**Task instructions**
Put the lines below into a Markdown table with two columns, "Row" for a running number and "Line" for the line itself, starting with the line that contains "For each instance of the brown" and going on through the line that contains "(1155, 568)". Leave out any blank lines.

[Rows from a point annotation set]

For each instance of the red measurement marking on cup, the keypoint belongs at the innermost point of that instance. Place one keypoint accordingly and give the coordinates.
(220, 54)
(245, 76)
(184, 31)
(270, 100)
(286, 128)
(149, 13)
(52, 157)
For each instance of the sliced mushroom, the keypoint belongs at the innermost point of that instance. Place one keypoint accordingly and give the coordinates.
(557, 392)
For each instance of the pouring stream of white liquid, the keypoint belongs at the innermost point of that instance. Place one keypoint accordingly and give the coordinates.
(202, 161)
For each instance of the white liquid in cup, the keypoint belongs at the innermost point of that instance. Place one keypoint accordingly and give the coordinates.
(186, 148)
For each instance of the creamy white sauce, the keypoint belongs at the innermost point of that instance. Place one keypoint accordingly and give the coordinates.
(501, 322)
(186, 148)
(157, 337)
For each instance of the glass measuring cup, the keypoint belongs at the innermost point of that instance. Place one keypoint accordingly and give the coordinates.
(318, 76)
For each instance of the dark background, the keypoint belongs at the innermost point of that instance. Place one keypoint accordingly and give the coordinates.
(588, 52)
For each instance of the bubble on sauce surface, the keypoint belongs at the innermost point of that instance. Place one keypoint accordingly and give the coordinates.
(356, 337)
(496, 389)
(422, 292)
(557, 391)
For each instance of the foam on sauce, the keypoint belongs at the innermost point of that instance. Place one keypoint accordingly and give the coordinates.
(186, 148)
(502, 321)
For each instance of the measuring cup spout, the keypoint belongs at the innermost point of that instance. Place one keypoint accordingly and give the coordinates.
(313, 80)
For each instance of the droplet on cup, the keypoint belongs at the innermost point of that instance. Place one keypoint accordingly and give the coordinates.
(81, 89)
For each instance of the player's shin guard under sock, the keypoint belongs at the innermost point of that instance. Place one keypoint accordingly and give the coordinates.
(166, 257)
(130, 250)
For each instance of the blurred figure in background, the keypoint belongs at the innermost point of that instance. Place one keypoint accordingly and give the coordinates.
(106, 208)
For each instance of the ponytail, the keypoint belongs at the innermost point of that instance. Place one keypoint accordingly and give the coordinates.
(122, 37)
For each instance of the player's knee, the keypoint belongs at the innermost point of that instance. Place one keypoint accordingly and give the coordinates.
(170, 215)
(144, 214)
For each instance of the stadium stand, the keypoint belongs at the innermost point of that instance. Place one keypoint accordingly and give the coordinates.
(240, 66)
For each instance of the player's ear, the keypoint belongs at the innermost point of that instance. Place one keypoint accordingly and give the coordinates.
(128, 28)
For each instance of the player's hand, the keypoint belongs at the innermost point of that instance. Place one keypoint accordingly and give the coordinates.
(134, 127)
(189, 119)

---

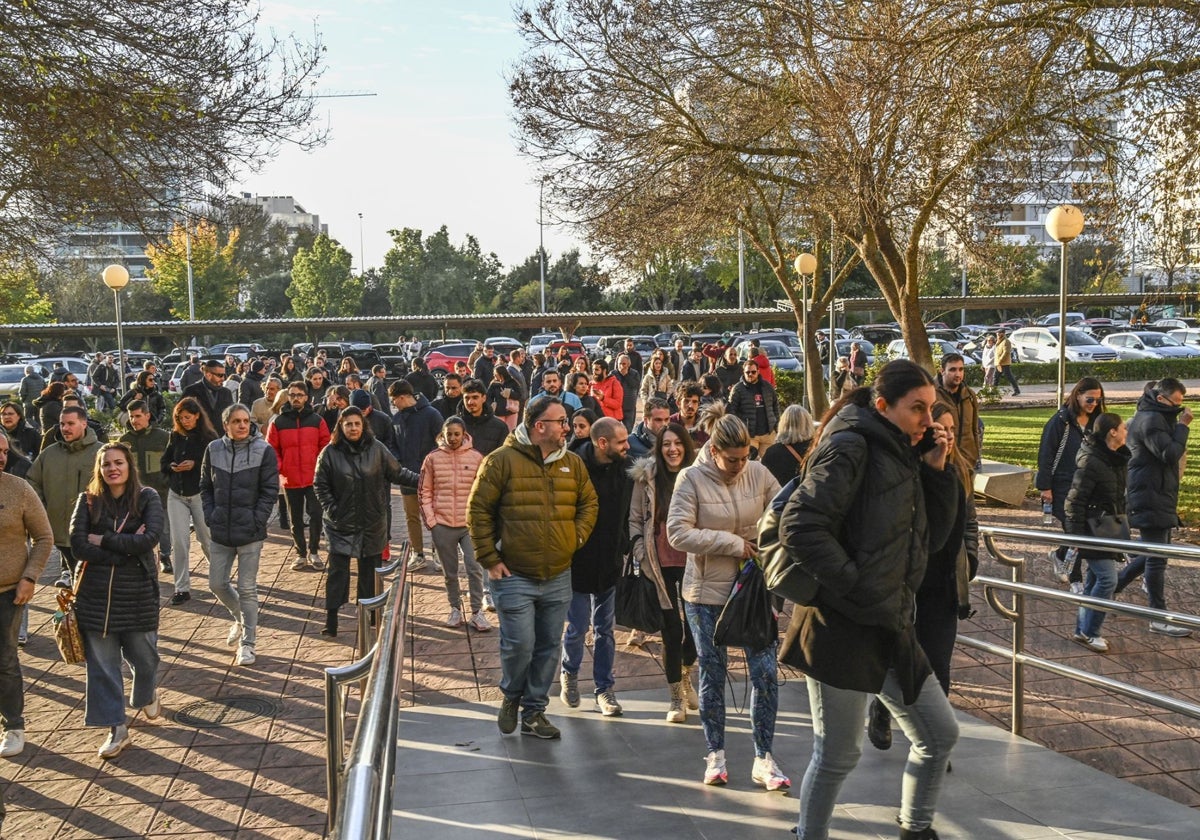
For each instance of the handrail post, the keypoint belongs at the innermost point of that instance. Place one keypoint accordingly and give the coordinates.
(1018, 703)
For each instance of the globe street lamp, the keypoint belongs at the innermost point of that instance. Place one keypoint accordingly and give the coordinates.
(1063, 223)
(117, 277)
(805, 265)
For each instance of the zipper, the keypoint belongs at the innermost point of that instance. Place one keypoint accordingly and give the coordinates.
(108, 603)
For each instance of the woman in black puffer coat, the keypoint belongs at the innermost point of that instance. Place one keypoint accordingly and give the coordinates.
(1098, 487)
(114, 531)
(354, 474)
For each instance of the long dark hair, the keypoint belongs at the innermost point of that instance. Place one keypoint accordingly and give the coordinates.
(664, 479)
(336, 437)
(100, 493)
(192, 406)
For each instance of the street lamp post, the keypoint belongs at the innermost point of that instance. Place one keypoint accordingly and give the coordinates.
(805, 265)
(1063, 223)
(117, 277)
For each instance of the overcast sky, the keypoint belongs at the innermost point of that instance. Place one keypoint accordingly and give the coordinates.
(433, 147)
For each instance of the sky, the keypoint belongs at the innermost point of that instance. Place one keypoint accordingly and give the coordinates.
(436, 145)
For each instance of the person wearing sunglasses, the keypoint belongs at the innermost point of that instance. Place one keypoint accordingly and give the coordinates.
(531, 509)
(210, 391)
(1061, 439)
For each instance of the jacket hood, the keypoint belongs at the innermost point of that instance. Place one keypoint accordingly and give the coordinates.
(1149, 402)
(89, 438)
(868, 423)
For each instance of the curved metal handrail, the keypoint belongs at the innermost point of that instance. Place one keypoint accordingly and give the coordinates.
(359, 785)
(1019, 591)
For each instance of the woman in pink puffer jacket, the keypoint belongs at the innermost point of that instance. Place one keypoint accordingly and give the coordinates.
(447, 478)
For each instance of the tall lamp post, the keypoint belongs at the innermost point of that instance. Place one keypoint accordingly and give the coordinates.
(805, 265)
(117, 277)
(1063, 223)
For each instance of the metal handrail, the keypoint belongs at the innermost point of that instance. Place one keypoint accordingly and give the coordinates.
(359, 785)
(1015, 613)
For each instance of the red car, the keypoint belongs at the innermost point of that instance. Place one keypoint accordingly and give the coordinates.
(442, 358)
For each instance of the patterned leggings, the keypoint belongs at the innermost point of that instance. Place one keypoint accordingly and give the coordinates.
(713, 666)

---

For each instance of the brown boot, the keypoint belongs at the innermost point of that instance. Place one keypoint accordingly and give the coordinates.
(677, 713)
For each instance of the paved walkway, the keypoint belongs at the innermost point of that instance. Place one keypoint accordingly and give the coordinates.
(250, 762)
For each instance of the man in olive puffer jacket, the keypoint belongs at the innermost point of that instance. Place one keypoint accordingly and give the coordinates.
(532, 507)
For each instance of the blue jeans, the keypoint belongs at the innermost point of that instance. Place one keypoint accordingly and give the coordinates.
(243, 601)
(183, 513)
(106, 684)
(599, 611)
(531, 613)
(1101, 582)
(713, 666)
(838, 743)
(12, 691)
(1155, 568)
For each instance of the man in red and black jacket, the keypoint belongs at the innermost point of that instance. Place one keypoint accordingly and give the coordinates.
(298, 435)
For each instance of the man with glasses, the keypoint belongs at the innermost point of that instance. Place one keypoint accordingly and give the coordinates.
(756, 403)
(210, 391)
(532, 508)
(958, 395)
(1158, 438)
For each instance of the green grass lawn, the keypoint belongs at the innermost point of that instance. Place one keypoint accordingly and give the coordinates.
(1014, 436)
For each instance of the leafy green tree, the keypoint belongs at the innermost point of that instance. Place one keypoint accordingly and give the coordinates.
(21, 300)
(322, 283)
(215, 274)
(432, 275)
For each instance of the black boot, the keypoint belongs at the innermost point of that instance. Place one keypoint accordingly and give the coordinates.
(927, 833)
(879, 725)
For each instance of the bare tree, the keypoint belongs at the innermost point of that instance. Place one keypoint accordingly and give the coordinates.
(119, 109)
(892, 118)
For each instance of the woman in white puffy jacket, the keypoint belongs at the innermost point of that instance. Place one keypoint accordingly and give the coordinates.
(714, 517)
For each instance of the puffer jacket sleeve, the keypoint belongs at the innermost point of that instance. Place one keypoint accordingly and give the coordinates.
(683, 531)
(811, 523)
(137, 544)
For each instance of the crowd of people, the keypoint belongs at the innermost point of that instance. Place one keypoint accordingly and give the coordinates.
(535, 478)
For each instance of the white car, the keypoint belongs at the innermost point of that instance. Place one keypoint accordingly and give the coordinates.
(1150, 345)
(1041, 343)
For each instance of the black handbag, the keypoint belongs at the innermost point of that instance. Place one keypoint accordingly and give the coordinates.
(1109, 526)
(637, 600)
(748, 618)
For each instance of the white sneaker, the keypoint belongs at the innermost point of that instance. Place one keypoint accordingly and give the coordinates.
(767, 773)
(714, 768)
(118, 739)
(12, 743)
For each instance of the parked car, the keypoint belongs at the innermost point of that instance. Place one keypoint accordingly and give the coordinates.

**Exercise solution**
| Row | Line |
|---|---|
| 1 | For each instance of the brown boot, the keypoint belongs at the innermost point of that instance. Place one keypoint accordingly and give the coordinates. |
| 2 | (677, 713) |
| 3 | For each instance of the paved walkway, the keypoint belongs at the innermost point of that instance. Place one keypoint accordingly and give the coordinates. |
| 4 | (250, 762) |
| 5 | For each instance of the man in olive puffer jacket, the keypoint belongs at the innermost point of that instance. Place one keypoint accordingly and give the coordinates. |
| 6 | (532, 507) |
| 7 | For each instance of the blue jeans, the keypoint belongs at the innermost point of that instance. Place one keypoint accordingly and give the coordinates. |
| 8 | (243, 601) |
| 9 | (183, 513) |
| 10 | (106, 684) |
| 11 | (599, 611) |
| 12 | (531, 613) |
| 13 | (1101, 582) |
| 14 | (713, 666) |
| 15 | (838, 743) |
| 16 | (12, 691) |
| 17 | (1155, 568) |